→ Instruction
Quote every one of the following records word for word, omitting the pictures.

→ Data supplied

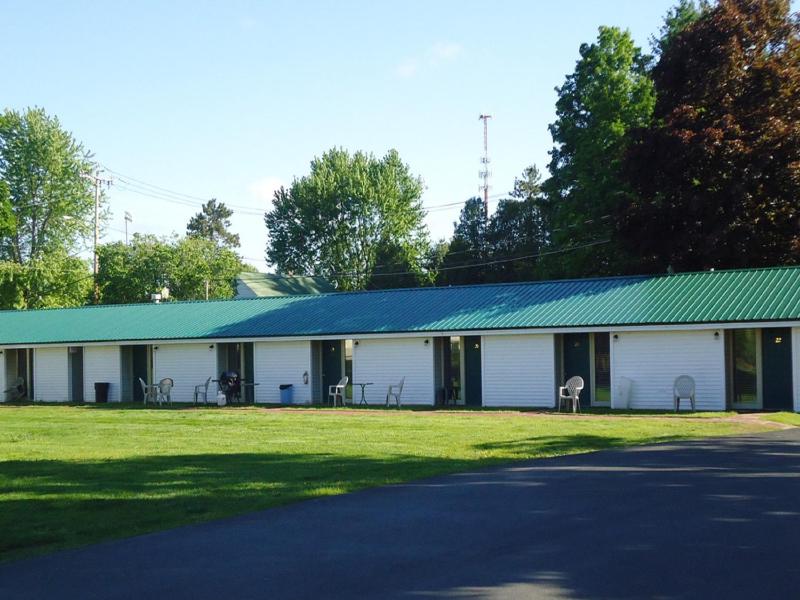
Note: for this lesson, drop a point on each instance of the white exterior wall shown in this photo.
(50, 375)
(519, 370)
(653, 359)
(276, 363)
(102, 363)
(187, 364)
(385, 361)
(3, 369)
(796, 367)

→ Task solution
Note: for this lesson, drop a point on each instance of the white exterior wall shown in this photo.
(50, 375)
(519, 370)
(653, 359)
(276, 363)
(102, 363)
(187, 364)
(385, 361)
(3, 369)
(796, 367)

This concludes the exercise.